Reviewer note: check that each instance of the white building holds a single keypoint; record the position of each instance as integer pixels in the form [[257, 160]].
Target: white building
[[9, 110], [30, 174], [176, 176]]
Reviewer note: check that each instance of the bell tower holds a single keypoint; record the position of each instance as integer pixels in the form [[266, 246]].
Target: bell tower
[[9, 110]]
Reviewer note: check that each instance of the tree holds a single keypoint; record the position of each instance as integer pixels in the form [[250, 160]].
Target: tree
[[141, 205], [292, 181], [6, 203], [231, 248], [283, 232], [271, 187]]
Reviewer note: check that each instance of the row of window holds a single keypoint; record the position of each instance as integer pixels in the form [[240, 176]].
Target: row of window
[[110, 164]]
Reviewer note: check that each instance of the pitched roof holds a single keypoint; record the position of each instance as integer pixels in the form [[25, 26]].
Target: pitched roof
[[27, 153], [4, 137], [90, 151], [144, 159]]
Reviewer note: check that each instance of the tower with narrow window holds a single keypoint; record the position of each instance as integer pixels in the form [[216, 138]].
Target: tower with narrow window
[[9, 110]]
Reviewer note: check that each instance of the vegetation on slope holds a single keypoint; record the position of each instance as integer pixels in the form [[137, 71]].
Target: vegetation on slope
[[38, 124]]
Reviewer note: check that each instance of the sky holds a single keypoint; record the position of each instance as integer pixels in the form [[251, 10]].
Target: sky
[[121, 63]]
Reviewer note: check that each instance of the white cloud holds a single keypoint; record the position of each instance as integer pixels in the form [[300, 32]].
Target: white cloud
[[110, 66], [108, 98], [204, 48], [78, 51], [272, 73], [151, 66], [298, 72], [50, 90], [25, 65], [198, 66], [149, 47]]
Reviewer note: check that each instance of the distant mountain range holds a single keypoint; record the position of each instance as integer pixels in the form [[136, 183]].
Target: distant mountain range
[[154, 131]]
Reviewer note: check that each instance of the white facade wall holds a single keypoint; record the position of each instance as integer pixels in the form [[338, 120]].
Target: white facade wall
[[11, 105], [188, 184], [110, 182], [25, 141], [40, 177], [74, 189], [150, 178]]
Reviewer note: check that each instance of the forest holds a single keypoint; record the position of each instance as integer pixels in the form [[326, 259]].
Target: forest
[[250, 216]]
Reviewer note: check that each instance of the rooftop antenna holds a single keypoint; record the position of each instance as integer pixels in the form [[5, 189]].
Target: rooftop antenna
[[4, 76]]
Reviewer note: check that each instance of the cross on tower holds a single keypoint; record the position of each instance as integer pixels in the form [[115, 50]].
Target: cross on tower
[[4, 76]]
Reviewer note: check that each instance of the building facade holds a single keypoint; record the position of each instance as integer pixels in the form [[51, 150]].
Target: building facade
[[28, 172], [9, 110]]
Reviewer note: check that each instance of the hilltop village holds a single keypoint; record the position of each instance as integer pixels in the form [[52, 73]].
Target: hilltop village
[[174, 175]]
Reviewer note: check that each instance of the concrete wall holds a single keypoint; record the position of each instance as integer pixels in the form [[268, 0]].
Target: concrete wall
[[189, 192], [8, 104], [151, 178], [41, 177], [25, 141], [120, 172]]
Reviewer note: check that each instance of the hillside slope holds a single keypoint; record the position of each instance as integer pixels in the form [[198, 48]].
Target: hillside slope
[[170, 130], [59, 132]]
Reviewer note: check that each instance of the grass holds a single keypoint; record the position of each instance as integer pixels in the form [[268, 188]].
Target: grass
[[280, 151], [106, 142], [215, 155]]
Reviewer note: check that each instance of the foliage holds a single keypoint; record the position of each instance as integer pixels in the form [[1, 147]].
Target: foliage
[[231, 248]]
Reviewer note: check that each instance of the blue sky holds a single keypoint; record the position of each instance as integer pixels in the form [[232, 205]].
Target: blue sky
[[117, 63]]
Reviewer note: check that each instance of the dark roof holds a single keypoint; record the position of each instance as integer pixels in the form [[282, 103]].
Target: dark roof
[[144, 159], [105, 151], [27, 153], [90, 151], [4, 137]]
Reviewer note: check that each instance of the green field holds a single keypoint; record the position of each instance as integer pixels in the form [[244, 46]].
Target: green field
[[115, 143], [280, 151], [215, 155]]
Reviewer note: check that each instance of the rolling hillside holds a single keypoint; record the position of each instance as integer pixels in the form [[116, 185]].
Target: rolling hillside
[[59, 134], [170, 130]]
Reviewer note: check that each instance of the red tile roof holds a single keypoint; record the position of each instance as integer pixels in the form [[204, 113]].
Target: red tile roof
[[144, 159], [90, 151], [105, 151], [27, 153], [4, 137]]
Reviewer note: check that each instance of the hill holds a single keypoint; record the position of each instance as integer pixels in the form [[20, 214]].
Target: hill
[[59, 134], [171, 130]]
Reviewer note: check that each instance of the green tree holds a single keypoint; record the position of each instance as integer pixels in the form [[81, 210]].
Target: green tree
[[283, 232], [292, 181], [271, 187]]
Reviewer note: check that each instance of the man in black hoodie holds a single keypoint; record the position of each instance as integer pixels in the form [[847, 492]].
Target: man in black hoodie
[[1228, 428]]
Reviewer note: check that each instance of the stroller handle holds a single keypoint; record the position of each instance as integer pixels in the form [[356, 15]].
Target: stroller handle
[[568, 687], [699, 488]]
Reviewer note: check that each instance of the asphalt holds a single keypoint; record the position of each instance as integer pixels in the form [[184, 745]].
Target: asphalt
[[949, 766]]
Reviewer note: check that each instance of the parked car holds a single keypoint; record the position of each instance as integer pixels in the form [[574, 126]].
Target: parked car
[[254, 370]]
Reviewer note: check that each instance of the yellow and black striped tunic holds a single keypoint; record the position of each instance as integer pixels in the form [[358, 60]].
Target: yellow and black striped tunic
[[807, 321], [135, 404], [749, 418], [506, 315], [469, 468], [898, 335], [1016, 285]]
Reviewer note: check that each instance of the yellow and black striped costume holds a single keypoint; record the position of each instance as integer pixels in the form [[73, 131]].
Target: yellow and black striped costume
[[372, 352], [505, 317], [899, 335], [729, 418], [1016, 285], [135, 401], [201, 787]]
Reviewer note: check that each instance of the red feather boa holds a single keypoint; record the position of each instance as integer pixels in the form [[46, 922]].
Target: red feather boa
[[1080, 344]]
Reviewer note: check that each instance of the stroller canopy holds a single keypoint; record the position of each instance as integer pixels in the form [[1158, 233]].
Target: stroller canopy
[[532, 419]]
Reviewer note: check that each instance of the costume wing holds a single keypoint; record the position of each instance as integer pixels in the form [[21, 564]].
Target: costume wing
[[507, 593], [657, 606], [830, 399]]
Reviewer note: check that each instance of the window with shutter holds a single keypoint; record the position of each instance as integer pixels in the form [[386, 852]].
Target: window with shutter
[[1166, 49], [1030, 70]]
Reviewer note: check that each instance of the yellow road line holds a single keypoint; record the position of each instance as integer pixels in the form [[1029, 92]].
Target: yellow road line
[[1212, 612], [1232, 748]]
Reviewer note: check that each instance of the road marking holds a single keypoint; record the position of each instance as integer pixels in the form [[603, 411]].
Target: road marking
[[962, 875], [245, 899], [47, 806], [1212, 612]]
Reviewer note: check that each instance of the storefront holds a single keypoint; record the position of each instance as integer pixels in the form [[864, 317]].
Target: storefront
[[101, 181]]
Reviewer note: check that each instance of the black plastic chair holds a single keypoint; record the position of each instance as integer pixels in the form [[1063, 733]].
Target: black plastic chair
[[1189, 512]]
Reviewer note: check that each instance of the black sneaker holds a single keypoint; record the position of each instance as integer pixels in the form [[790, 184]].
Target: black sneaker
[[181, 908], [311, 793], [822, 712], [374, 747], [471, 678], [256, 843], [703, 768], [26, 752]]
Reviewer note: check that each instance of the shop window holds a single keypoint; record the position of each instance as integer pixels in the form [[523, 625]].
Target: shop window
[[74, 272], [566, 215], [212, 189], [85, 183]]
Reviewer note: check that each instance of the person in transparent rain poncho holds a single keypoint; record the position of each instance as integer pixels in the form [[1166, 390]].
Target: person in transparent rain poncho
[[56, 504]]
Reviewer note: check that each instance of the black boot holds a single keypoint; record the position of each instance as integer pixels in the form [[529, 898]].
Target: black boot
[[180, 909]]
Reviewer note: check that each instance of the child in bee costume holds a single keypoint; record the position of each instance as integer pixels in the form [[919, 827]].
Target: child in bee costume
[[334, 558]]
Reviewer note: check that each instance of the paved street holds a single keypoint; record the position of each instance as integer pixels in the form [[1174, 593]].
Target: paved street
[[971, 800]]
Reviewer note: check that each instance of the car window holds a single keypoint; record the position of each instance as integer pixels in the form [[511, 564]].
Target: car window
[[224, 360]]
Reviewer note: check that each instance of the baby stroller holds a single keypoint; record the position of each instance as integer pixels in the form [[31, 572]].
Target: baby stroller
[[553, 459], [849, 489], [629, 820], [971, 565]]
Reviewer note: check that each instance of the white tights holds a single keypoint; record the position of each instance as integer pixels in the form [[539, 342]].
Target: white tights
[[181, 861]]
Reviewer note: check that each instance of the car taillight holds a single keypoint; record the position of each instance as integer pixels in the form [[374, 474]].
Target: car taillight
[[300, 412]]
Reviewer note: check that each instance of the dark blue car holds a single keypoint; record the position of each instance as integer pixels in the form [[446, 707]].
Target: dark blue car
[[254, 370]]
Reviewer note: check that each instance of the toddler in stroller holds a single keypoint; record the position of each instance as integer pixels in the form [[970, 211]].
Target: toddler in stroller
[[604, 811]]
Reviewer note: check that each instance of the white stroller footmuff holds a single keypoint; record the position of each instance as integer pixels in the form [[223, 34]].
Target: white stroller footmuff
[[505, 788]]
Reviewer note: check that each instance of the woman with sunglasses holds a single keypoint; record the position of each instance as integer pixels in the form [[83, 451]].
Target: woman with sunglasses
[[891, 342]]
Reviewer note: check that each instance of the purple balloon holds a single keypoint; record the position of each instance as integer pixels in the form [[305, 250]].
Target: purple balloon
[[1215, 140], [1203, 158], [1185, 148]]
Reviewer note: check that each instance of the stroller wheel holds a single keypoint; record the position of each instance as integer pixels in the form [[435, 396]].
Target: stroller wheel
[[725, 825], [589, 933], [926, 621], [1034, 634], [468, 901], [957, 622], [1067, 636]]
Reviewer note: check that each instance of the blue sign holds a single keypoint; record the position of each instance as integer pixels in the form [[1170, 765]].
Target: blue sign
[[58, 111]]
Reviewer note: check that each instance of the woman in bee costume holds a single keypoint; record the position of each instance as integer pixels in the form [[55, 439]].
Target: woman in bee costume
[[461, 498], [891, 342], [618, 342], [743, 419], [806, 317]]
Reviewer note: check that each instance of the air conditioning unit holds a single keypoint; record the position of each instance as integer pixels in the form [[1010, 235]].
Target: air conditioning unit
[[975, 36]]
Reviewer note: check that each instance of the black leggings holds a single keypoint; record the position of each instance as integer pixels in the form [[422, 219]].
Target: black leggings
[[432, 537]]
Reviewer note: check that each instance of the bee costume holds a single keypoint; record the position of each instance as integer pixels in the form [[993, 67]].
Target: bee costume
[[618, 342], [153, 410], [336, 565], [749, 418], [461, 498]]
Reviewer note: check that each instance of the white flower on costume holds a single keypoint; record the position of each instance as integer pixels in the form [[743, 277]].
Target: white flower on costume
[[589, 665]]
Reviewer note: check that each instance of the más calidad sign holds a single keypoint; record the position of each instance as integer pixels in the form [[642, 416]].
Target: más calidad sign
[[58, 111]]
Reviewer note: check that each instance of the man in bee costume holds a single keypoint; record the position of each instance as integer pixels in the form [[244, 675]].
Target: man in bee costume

Aim>
Put the lines above into a numbered list, starting at the line that contains "form [[358, 60]]." and stopping after the line that contains "335], [1016, 285]]". Leave out blank lines.

Result of the exercise>
1. Reviewer note: check that each instance of the yellow and black striped tunic holds a single keypoint; record the position of each instance as integer pixels in the form [[358, 60]].
2. Target: yellow and black striped tunic
3. [[807, 321], [135, 404], [749, 418], [506, 315], [469, 468], [898, 335], [1016, 285]]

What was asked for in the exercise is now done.